WHAT TO WORK ON
Transcribe the following text on free trade and "exporting jobs" word for word, in full.

EXCERPT TO READ
────────
However, the "newest" set of challenges to free trade, some from the right and some from the left, need to be answered. Furthermore, we need to point out why U.S. businesses continue to look overseas for investment opportunities and give a reasonable explanation as to why trying to block such activity will only make things worse in this country.

The first and most important thing to point out here is that the phrase "exporting jobs" is a misnomer. A job is not a good, nor is it a service, so it cannot be imported or exported. Only goods can fit that terminology, and one can neither purchase nor sell a job, so to say that U.S. corporations are "exporting jobs" is at best to be using economic language in a sloppy and inaccurate way; at worst, it is yet another contribution to the Keynesian morass that pervades modern economic thinking. (One can exchange things like labor and capital, but neither of those are jobs. The term "job" is a formal designation we give to action associated with the creation of goods, but they are not goods themselves.)

That being said, there are serious problems for which advocates of free trade are being blamed—when, in reality, the failure of government to permit free trade within the borders of the United States is ground zero. Far from causing our standard of living to deteriorate, real free trade would permit new economic opportunities not only for people at home, but also for people abroad.

The first question one asks is why U.S. corporations choose to do more and more of their investing overseas, as opposed to investment being centered within our borders. To say that corporations simply are chasing after cheap labor is only partially correct, as there is more to successful capital investing than finding workers willing to toil for peanuts. If that were truly the case, as critics of the left and right are charging, then low-wage backwaters like Rwanda and Zimbabwe would receive the lion's share of investments from the West.
────────
SUPPLIED MATERIAL
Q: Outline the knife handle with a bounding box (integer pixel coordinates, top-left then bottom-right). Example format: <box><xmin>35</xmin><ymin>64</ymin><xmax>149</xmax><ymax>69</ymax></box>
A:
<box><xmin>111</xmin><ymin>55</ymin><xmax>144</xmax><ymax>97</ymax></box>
────────
THE RESPONSE
However, the "newest" set of challenges to free trade, some from the right and some from the left, need to be answered. Furthermore, we need to point out why U.S. businesses continue to look overseas for investment opportunities and give a reasonable explanation as to why trying to block such activity will only make things worse in this country.

The first and most important thing to point out here is that the phrase "exporting jobs" is a misnomer. A job is not a good, nor is it a service, so it cannot be imported or exported. Only goods can fit that terminology, and one can neither purchase nor sell a job, so to say that U.S. corporations are "exporting jobs" is at best to be using economic language in a sloppy and inaccurate way; at worst, it is yet another contribution to the Keynesian morass that pervades modern economic thinking. (One can exchange things like labor and capital, but neither of those are jobs. The term "job" is a formal designation we give to action associated with the creation of goods, but they are not goods themselves.)

That being said, there are serious problems for which advocates of free trade are being blamed—when, in reality, the failure of government to permit free trade within the borders of the United States is ground zero. Far from causing our standard of living to deteriorate, real free trade would permit new economic opportunities not only for people at home, but also for people abroad.

The first question one asks is why U.S. corporations choose to do more and more of their investing overseas, as opposed to investment being centered within our borders. To say that corporations simply are chasing after cheap labor is only partially correct, as there is more to successful capital investing than finding workers willing to toil for peanuts. If that were truly the case, as critics of the left and right are charging, then low-wage backwaters like Rwanda and Zimbabwe would receive the lion's share of investments from the West.